● **Text passage**
────────────────────

Syrian filmmaker and journalist

Waad Al-Kateab (وعد الخطيب; born c. 1991) is the pseudonym of a Syrian journalist, filmmaker, and activist. Her documentary, For Sama (2019), was nominated for four BAFTAs at the 73rd British Academy Film Awards, winning for Best Documentary, and was also nominated for Best Documentary Feature at the 92nd Academy Awards. Her coverage of the Battle for Aleppo won an International Emmy Award for Current Affairs & News for Channel 4 News. The pseudonymous surname Al-Kateab is used to protect her family.

Al-Kateab was included in Times 100 Most Influential People in 2020.

==Biography==

In 2009, 18-year-old Al-Kateab moved to Aleppo to study marketing at the University of Aleppo. In 2011, when the Syrian Civil War broke out, she started her journey as a citizen journalist and her reports on the war were broadcast on Channel 4 News in the United Kingdom, which became the most watched program of the UK News Channels She elected to stay and document her life over five years in Aleppo as she falls in love with Hamza – her friend-turned-husband, a doctor – and gives birth to their first daughter, Sama ("Sky") in 2015, which became the basis of For Sama. For covering the Siege of Aleppo, she won an International Emmy for her reporting, the first Syrian to do so. For Sama, directed with Edward Watts, won the Prix L'Œil d'or for best documentary at the 2019 Cannes Film Festival, receiving a six-minute standing ovation. At the 73rd British Academy Film Awards, For Sama became the most nominated documentary in the history of the British Academy Film Awards with four nominations, winning for Best Documentary.

────────────────────

● **Information shown**
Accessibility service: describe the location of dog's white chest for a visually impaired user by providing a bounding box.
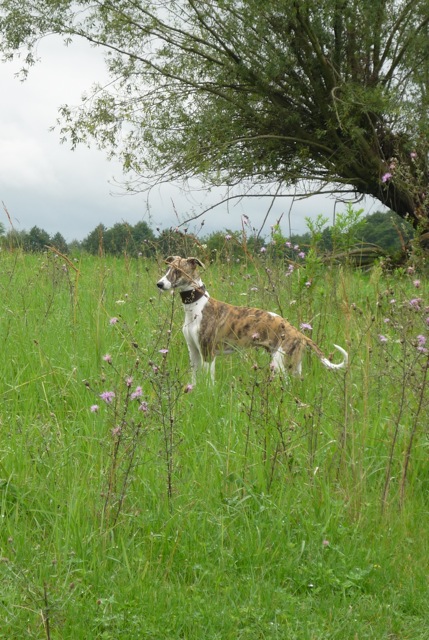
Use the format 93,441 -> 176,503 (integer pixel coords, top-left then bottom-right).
183,297 -> 208,344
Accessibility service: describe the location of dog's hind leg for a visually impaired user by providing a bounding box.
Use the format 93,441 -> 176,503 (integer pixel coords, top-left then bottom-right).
203,358 -> 216,384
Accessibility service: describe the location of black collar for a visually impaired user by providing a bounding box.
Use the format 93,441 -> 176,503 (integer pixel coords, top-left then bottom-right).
179,285 -> 206,304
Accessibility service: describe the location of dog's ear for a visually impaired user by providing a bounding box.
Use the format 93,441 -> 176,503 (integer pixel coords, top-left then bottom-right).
186,258 -> 205,269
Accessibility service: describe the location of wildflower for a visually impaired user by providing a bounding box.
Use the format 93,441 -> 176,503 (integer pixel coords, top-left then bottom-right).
417,335 -> 428,353
410,298 -> 422,311
130,387 -> 143,400
100,391 -> 115,404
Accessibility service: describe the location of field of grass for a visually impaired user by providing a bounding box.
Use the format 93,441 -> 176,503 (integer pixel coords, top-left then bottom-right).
0,252 -> 429,640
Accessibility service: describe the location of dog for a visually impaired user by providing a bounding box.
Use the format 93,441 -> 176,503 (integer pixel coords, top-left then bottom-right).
157,256 -> 348,384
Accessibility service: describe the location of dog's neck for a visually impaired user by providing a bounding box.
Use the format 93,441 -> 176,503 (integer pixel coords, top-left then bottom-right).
180,283 -> 206,304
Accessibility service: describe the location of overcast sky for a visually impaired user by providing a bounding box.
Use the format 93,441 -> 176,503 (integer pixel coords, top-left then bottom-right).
0,38 -> 381,241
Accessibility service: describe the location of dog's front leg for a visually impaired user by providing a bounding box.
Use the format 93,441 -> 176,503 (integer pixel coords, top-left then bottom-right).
188,342 -> 203,385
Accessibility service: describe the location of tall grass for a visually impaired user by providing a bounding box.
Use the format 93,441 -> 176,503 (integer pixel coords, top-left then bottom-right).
0,252 -> 429,640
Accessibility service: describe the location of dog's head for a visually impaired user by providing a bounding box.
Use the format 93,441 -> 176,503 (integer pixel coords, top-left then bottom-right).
156,256 -> 204,291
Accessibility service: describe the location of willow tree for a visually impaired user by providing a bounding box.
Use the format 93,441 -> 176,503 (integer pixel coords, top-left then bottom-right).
0,0 -> 429,240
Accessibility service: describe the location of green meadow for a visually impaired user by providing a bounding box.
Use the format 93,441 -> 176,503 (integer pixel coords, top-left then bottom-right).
0,251 -> 429,640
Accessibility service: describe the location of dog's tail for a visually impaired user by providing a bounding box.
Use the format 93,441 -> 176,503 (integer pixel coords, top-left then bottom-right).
305,336 -> 349,369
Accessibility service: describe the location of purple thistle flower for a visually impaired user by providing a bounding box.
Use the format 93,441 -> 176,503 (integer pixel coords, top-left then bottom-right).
410,298 -> 422,311
130,387 -> 143,400
100,391 -> 115,404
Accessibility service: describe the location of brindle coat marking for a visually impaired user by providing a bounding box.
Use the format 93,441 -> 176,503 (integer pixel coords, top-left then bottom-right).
157,256 -> 348,382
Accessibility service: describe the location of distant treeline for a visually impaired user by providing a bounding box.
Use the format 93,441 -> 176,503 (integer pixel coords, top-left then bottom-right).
0,211 -> 413,258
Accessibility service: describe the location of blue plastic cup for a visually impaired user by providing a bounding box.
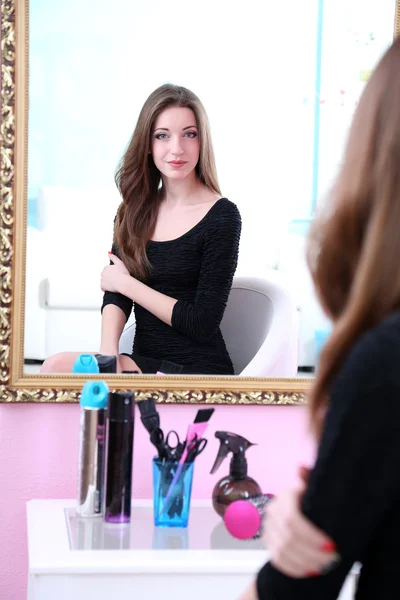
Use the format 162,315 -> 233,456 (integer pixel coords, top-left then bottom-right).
153,458 -> 194,527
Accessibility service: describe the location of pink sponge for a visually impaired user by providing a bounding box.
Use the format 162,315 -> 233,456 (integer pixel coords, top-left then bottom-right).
224,500 -> 261,540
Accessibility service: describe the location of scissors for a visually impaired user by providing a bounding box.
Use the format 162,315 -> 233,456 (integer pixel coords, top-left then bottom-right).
150,427 -> 185,461
185,436 -> 207,462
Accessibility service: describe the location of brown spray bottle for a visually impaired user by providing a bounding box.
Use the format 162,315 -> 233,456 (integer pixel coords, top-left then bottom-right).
211,431 -> 262,517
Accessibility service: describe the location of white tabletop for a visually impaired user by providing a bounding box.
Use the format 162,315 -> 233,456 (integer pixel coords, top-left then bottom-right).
27,500 -> 268,575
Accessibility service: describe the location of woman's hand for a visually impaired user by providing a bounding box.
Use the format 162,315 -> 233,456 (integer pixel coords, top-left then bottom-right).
108,252 -> 130,275
100,252 -> 129,292
264,474 -> 339,578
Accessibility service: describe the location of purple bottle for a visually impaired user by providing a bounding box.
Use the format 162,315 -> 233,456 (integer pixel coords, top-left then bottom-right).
104,392 -> 135,523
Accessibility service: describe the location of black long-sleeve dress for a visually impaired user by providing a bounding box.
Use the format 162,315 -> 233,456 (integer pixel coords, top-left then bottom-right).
257,312 -> 400,600
102,198 -> 241,375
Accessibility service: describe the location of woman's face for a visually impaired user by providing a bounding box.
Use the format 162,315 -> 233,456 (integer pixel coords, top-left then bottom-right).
151,106 -> 200,180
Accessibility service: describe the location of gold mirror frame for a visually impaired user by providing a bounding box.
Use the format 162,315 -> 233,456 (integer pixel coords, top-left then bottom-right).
0,0 -> 400,405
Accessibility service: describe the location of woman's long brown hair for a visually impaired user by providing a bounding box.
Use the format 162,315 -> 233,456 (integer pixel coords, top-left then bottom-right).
114,84 -> 221,280
308,38 -> 400,433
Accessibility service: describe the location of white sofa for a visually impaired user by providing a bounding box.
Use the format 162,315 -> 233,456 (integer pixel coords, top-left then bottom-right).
24,186 -> 134,360
24,186 -> 329,366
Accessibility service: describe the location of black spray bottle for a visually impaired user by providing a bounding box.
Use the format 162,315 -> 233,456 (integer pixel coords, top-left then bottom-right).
104,392 -> 135,523
211,431 -> 262,517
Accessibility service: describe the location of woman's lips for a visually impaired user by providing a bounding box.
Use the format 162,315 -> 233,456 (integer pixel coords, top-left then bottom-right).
168,160 -> 186,169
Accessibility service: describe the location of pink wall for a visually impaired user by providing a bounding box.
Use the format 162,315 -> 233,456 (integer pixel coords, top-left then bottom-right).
0,404 -> 312,600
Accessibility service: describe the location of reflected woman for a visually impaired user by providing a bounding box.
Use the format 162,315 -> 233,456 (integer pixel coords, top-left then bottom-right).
41,84 -> 241,375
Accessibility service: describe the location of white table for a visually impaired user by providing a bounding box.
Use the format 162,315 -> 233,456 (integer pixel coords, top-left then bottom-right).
27,500 -> 353,600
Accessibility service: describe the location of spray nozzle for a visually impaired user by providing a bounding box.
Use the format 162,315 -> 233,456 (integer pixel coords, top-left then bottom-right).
211,431 -> 255,478
80,381 -> 109,409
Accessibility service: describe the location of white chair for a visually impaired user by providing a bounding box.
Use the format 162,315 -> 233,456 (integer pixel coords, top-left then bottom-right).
119,277 -> 299,377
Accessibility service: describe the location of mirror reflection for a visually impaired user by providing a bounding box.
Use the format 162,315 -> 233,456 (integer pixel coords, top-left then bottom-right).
24,0 -> 395,377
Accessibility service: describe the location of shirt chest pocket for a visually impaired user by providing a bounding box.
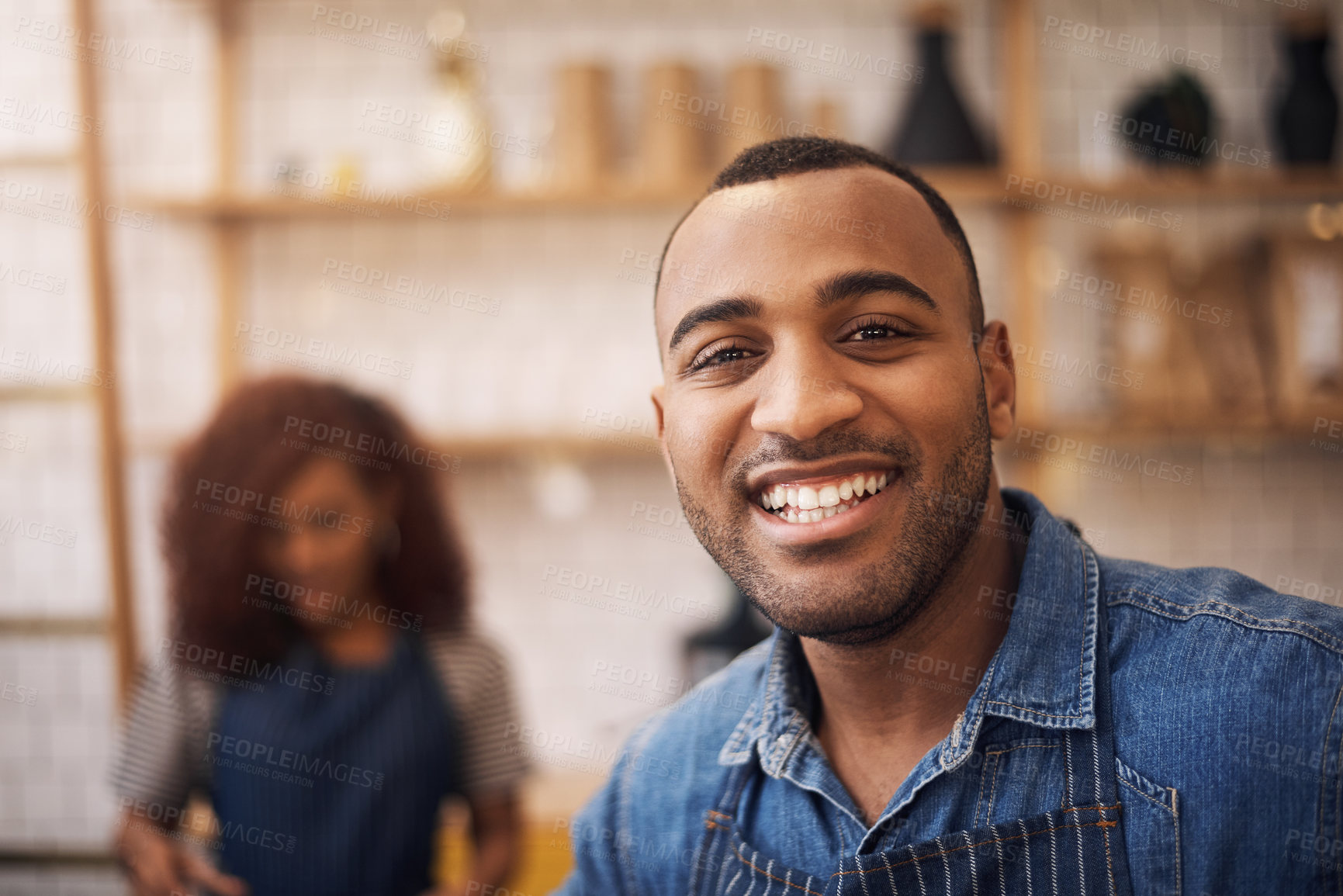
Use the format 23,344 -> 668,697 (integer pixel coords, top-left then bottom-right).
971,738 -> 1066,828
1115,756 -> 1181,896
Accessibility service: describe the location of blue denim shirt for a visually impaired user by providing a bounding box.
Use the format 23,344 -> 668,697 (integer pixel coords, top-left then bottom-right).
560,489 -> 1343,896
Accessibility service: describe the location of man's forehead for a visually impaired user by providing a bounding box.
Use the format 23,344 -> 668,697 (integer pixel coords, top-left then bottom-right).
656,165 -> 964,334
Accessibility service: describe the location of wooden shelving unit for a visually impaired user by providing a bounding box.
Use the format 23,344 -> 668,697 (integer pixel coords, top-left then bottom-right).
112,0 -> 1343,507
0,0 -> 137,698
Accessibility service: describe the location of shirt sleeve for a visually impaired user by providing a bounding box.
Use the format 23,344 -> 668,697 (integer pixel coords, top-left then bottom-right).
431,633 -> 528,797
109,663 -> 209,821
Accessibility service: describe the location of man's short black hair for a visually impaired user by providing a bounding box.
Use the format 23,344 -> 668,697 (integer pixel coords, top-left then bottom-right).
652,137 -> 985,336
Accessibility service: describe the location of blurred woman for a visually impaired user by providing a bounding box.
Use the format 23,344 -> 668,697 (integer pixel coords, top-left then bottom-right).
112,378 -> 525,896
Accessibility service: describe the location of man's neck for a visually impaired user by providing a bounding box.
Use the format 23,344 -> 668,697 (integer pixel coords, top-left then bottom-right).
801,477 -> 1025,825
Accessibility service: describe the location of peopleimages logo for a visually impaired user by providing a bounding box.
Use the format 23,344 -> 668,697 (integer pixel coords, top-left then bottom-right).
206,731 -> 384,790
158,638 -> 336,694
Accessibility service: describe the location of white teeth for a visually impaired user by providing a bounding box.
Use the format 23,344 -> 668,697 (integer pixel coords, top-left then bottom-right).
759,473 -> 896,523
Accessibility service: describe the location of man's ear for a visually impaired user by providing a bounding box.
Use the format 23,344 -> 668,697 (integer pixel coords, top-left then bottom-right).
979,321 -> 1016,439
649,383 -> 676,485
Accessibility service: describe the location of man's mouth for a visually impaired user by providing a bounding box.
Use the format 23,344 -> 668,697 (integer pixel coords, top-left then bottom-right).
756,469 -> 896,523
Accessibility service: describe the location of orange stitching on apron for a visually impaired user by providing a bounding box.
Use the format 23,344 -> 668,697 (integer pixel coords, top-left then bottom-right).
732,843 -> 822,896
1097,822 -> 1117,894
822,804 -> 1119,892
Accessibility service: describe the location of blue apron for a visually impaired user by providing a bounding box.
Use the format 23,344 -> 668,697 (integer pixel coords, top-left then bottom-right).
691,575 -> 1132,896
208,637 -> 458,896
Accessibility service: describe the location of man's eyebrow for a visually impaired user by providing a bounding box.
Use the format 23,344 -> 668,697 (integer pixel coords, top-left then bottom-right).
667,296 -> 764,352
816,268 -> 941,314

────────────────────

● **What this task involves**
Say whether each of these statements agrees with the text about Waad Al-Kateab, giving yes or no and quoting the words of the text that decide it. 1. Al-Kateab moved to Aleppo to study medicine. 2. For Sama was directed with Edward Watts. 3. Her daughter Sama was born in 2015.

● **Task output**
1. No: "to study marketing at the University of Aleppo"
2. Yes: "For Sama, directed with Edward Watts"
3. Yes: "gives birth to their first daughter, Sama ("Sky") in 2015"